**JOB**
Extract every line of the material below and reproduce it faithfully.
Begin
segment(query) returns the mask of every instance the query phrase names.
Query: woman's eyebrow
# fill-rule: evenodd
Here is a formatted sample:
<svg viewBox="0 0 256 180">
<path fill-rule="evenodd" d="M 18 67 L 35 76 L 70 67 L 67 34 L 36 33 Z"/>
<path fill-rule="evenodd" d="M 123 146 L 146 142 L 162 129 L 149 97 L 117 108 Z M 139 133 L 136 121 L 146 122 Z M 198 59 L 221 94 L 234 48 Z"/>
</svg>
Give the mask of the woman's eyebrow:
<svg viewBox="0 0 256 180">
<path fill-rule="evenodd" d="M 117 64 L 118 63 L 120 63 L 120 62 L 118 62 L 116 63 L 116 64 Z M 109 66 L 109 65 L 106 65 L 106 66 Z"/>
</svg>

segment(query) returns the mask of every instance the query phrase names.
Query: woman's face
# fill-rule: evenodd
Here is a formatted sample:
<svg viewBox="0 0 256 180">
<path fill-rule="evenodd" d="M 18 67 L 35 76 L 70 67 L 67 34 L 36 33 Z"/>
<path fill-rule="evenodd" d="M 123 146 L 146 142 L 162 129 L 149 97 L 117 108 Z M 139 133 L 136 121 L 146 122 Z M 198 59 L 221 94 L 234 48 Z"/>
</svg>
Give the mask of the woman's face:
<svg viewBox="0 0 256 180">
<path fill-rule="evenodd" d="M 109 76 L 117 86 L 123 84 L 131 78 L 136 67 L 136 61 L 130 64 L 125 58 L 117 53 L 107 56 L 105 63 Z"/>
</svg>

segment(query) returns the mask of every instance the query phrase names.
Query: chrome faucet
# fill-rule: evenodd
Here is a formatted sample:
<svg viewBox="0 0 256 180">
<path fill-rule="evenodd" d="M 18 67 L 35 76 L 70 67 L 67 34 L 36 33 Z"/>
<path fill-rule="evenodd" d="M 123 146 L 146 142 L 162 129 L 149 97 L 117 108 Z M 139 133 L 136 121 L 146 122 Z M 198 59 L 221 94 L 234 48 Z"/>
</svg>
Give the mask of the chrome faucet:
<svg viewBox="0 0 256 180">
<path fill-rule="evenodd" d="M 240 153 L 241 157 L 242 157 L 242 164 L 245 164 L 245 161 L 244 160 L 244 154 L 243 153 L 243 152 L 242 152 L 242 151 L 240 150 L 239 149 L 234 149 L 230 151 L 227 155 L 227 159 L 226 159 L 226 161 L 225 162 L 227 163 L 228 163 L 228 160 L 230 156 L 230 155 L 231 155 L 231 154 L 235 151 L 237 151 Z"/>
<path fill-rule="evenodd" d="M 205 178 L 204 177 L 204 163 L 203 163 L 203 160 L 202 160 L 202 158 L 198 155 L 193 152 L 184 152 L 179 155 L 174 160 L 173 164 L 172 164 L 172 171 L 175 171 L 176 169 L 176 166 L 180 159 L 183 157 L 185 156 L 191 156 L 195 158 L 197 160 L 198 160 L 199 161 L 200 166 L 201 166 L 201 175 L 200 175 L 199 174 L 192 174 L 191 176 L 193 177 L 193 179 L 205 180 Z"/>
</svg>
End
**OUTPUT BELOW**
segment(query) returns the mask of every instance the query phrase names.
Query: woman's eyebrow
# fill-rule: evenodd
Here is a formatted sample:
<svg viewBox="0 0 256 180">
<path fill-rule="evenodd" d="M 18 67 L 35 76 L 70 67 L 67 34 L 36 33 Z"/>
<path fill-rule="evenodd" d="M 123 146 L 146 142 L 162 129 L 149 97 L 117 108 Z M 139 133 L 136 121 L 146 122 Z M 198 59 L 221 94 L 234 48 Z"/>
</svg>
Give the mask of the woman's eyebrow:
<svg viewBox="0 0 256 180">
<path fill-rule="evenodd" d="M 117 64 L 118 63 L 120 63 L 120 62 L 118 62 L 116 63 L 116 64 Z M 109 66 L 109 65 L 106 65 L 106 66 Z"/>
</svg>

segment(query) returns the mask of every instance the query phrase names.
Query: woman's face
# fill-rule: evenodd
Here is a formatted sample:
<svg viewBox="0 0 256 180">
<path fill-rule="evenodd" d="M 18 67 L 35 76 L 70 67 L 67 34 L 36 33 Z"/>
<path fill-rule="evenodd" d="M 123 146 L 146 142 L 162 129 L 149 97 L 117 108 Z M 139 133 L 136 121 L 146 122 Z M 198 59 L 221 94 L 234 48 Z"/>
</svg>
Give the mask of the woman's face:
<svg viewBox="0 0 256 180">
<path fill-rule="evenodd" d="M 109 76 L 117 86 L 123 84 L 131 78 L 136 67 L 136 61 L 130 64 L 125 58 L 117 53 L 107 56 L 105 63 Z"/>
</svg>

segment(query) returns the mask of every instance the query phrase names.
Query: chrome faucet
# fill-rule: evenodd
Here is a formatted sample:
<svg viewBox="0 0 256 180">
<path fill-rule="evenodd" d="M 18 67 L 35 76 L 70 67 L 67 34 L 36 33 Z"/>
<path fill-rule="evenodd" d="M 123 146 L 146 142 L 162 129 L 149 97 L 117 108 Z M 139 133 L 136 121 L 146 122 Z M 198 59 L 221 94 L 234 48 Z"/>
</svg>
Give the mask of the chrome faucet:
<svg viewBox="0 0 256 180">
<path fill-rule="evenodd" d="M 240 153 L 241 157 L 242 157 L 242 164 L 245 164 L 245 161 L 244 160 L 244 154 L 243 153 L 243 152 L 242 152 L 242 151 L 240 150 L 239 149 L 234 149 L 230 151 L 227 155 L 227 159 L 226 159 L 226 161 L 225 162 L 227 163 L 228 163 L 228 160 L 230 156 L 230 155 L 231 155 L 231 154 L 235 151 L 237 151 Z"/>
<path fill-rule="evenodd" d="M 205 178 L 204 177 L 204 163 L 203 163 L 203 160 L 202 160 L 202 158 L 198 155 L 193 152 L 184 152 L 179 155 L 174 160 L 173 164 L 172 164 L 172 171 L 175 171 L 176 169 L 176 166 L 180 159 L 183 157 L 185 156 L 191 156 L 195 158 L 197 160 L 198 160 L 199 161 L 200 166 L 201 166 L 201 175 L 200 175 L 199 174 L 192 174 L 191 176 L 193 177 L 193 179 L 205 180 Z"/>
</svg>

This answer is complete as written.